→ Goal of the exercise: Copy the lines below word for word, leaving out the picture.

→ Extracted information:
::::::::

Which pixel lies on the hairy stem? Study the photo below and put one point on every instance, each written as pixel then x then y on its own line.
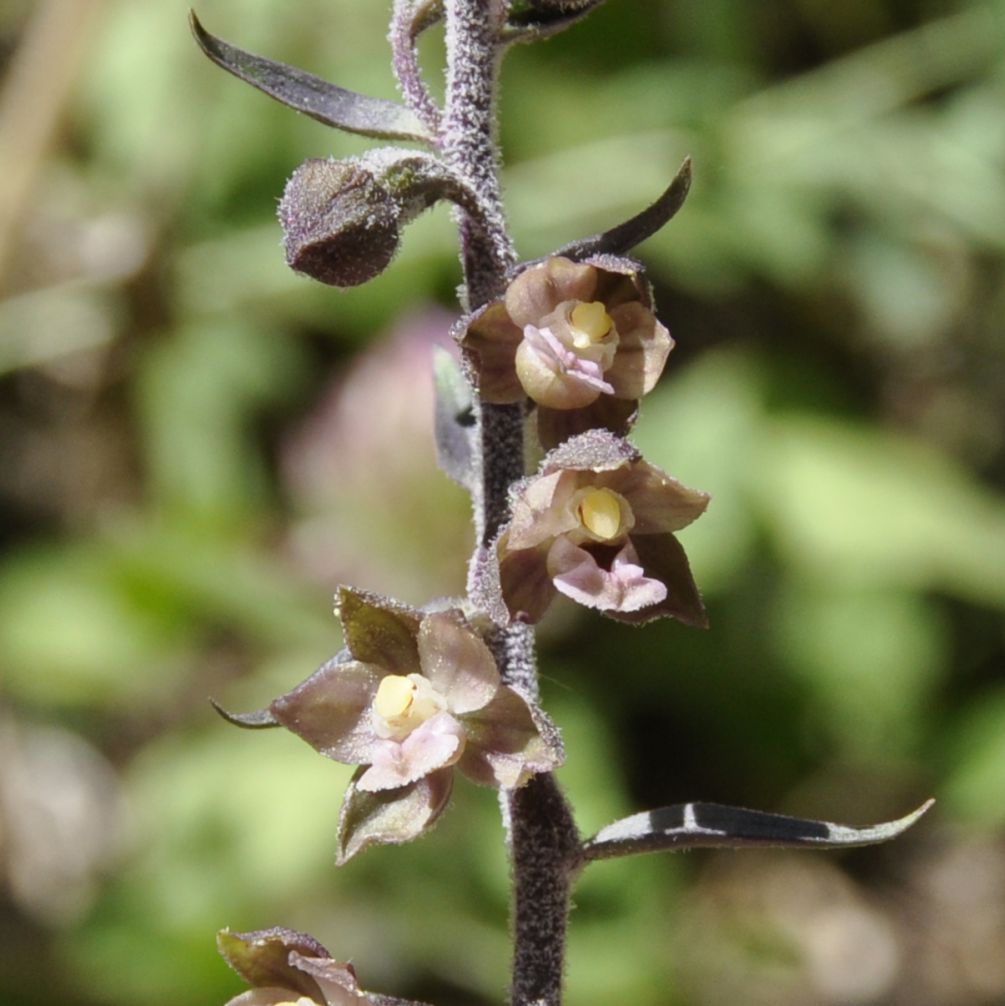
pixel 542 836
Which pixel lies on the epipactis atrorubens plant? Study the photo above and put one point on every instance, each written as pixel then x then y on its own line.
pixel 555 356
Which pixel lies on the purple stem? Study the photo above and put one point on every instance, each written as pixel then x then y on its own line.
pixel 543 840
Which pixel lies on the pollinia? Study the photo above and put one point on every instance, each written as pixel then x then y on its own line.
pixel 555 356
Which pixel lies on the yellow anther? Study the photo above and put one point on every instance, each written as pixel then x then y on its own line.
pixel 395 694
pixel 590 323
pixel 600 513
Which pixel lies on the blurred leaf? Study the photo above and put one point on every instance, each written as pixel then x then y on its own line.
pixel 975 789
pixel 852 505
pixel 871 658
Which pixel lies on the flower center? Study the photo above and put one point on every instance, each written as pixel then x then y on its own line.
pixel 590 324
pixel 600 512
pixel 403 703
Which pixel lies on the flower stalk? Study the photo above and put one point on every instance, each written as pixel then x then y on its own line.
pixel 556 356
pixel 542 835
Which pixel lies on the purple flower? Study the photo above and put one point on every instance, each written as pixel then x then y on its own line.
pixel 597 523
pixel 413 695
pixel 577 338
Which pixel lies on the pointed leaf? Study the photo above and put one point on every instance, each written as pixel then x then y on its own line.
pixel 455 420
pixel 306 93
pixel 698 825
pixel 624 237
pixel 261 719
pixel 390 817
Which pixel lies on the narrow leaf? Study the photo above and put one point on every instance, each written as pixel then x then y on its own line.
pixel 261 719
pixel 624 237
pixel 693 826
pixel 306 93
pixel 454 420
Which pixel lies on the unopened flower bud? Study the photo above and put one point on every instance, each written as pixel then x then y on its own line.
pixel 341 224
pixel 342 219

::::::::

→ Full solution:
Which pixel lies on the hairy stem? Study the photo below and put one point on every instance, each written as pixel then x then y on its own line.
pixel 542 836
Which pixel lies on the epipactis atrorubens plant? Study the photo above and put one point on every instance, each written as pixel then x then y on its own line.
pixel 555 356
Which pixel lies on the purple stem? Study the photo above and put one point on every instance, each written as pixel then x then y on its own line.
pixel 543 840
Which pixel lies on the pollinia? Study the photo above and put one point on every instance, each written as pixel then x then y on its own line.
pixel 555 356
Which pixel lies on the yellow anther? Study the photo above and put one point on every instance, each written as pixel then x then y on its own line.
pixel 395 694
pixel 590 323
pixel 600 513
Which pixel lies on the blurred leaf? Study the photo above and put one point on every instance, each written as pixel then x then y on its own line.
pixel 975 789
pixel 852 505
pixel 871 658
Which pixel lies on the flower center? Study the photo above and put one point on every instance, each written as pixel then x then y on its own line.
pixel 590 324
pixel 600 512
pixel 403 703
Which pixel lies on the flower stalk? Study the photo above and put one point on every instance, each written as pixel then x then y on its own line.
pixel 556 356
pixel 542 835
Which pixel lies on the purple flower? Study the photo above and put one point on every instance, each written as pixel then x then y on its own line.
pixel 597 523
pixel 413 695
pixel 577 338
Which pixel lies on the pointed leaf? Study the photo above and put one point on every instance, each written as pixel then x then y on its own line.
pixel 455 420
pixel 306 93
pixel 698 825
pixel 624 237
pixel 261 719
pixel 390 817
Which pixel lies on the narrow leaf? Study the photo above and put one point on every instance, each written as pixel then x then y on its own line.
pixel 261 719
pixel 624 237
pixel 693 826
pixel 306 93
pixel 454 420
Which pixel lies on the unopened flower bud? Study the photo above and put one point on every instance, each written as pixel then x then y on its own line.
pixel 341 224
pixel 342 219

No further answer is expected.